Verifica-se, portanto, como acima citado, que o protagonista estava na cidade apenas há alguns meses, o que indica não pertencer àquela cidade e ser um homem de ascensão social que, devido à classe social, revelou certo interesse do “Outro” em acompanha-lo, quando antes já havia advertido: “Eu tinha sido de fato convidado. Mas convidado para subir lá onde já estaria com maior prazer”[6].  Dentro dessa ótica podemos avaliar certa demarcação social do protagonista com relação ao “Outro” ou uma fronteira divisória e individual do protagonista que, ora se apresenta com fatores de exclusão, quando se sente incomodado com a presença do “Outro”, ora se apresenta segregado àquela sociedade que lhe é comum e pertencente a sua classe social, o que indica ao protagonista kafkiano uma relação disjuntiva com índices preconcebidos de interesses por parte do “Outro”, como um homem que almeja a ascensão social, revelada pelo sistema de linguagem de um “Sorriso” como uma interpretação de uma “trapaça”, agora revelada e desmascarada. Assim podemos analisar que numa perspectiva sociossemótica o “Outro” tenta agregar-se àquela classe social. Ora! fazer parte de uma classe equivale a integrar-se A, ser constitutivo DE, compor-se a uma identidade “NÓS”. Desta forma podemos citar: “É a diversidade das heranças culturais, dos modos de socialização, das condições econômicas que determina a diversidade dos tipos humanos”.[7] Assim equivale dizer que dentro de uma visão semiótica há dois tipos de indivíduos: um que segrega ou tenta segregar-se e outro que exclui por estar-se segregado àquela sociedade. Destarte, podemos concluir que as interpretações sígnicas no sistema de linguagem que aqui chamei de sistema “metagestual”, apresentam-se em não segregação por parte do protagonista, outra equivalente a admissão e segregação do dessemelhante ao querer agregar-se a classe social do protagonista. Nos diversos meios comunicativos com relação ao “Outro” e as eventuais interpretação do protagonista, encarados numa perspectiva vivenciada no desfecho do conto, configurou-se que tudo significava um “Golpe” por estereotipar o “Outro”, com uma eventual trapaça ou ameaça representada e desmascara através de um gesto.

========================================================================

> _Instrução 1_: De acordo com o trecho sobre o protagonista kafkiano, há quanto tempo ele estava na cidade?
> _Instrução 2_: Escreva a continuação do trecho sobre o protagonista kafkiano e o “Outro”, começando logo após a última frase.
A listagem não é necessária para realizar as tarefas.

========================================================================

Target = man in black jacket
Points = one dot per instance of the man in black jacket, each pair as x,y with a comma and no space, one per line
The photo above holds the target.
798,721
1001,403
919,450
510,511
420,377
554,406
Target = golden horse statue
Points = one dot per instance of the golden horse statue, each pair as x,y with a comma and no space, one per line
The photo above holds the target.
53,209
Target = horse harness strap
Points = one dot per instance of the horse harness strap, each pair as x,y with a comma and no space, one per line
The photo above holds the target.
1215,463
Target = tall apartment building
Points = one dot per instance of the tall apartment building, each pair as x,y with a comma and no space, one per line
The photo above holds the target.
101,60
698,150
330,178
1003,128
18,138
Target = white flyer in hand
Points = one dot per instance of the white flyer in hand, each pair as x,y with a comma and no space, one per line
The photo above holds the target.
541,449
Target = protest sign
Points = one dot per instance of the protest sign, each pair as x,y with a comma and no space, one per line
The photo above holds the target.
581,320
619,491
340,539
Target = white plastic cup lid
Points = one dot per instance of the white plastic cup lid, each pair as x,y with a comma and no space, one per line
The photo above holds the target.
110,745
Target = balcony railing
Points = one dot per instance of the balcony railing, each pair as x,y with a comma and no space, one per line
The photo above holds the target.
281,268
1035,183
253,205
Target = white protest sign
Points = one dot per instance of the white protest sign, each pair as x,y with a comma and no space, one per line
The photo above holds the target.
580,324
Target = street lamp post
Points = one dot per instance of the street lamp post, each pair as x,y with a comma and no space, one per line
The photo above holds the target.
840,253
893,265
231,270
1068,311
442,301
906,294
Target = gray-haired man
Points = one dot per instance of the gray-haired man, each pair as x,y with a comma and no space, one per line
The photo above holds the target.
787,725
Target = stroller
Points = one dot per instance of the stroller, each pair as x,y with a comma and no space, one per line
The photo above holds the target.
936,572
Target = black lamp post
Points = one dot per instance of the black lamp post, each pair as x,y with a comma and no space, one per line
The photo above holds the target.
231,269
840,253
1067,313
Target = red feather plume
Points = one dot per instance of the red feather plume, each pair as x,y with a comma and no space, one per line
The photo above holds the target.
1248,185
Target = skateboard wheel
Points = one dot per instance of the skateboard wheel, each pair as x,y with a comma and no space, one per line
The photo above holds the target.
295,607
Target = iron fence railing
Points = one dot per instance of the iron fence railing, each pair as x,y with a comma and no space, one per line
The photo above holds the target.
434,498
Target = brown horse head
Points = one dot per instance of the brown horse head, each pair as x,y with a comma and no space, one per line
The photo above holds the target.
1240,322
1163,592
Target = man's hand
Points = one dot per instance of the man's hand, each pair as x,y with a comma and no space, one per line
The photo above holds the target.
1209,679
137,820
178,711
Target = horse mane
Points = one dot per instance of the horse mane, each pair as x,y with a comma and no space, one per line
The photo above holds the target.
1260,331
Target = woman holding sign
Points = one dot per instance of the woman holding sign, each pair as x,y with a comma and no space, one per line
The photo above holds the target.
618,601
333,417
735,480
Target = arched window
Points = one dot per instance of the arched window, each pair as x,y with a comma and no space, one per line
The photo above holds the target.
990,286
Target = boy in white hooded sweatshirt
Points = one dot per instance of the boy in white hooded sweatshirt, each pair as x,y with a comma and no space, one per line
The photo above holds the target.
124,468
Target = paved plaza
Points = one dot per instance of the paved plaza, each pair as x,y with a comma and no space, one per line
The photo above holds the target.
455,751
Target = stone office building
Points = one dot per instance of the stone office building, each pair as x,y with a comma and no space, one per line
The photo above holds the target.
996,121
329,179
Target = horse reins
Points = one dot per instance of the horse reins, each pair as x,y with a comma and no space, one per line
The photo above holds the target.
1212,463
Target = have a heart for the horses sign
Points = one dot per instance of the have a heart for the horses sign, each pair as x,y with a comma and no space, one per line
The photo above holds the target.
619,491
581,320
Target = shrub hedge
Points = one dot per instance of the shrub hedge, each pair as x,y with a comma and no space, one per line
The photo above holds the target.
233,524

========================================================================

> _Resposta 1_: O protagonista estava na cidade apenas há alguns meses.

> _Resposta 2_:
[1] Anexo.
[2] KAFKA, Franz. CONTEMPLAÇÃO/O FOGUISTA. Companhia das Letras. P.14
[3] LANDODOWSKI, Eric. PRESENÇAS DO OUTRO ENSAIO DE SOCIOSSEMIÓTICA. Ed. Perspectiva P.6
[4] PEIRCE, Chales. SEMIÓTICA. Ed. Perspectiva. P. 46. 2015.
[5] Idem. P. 14
[6] Idem. P.14
[7] LANDODOWSKI, Eric. PRESENÇAS DO OUTRO ENSAIO DE SOCIOSSEMIÓTICA. Ed.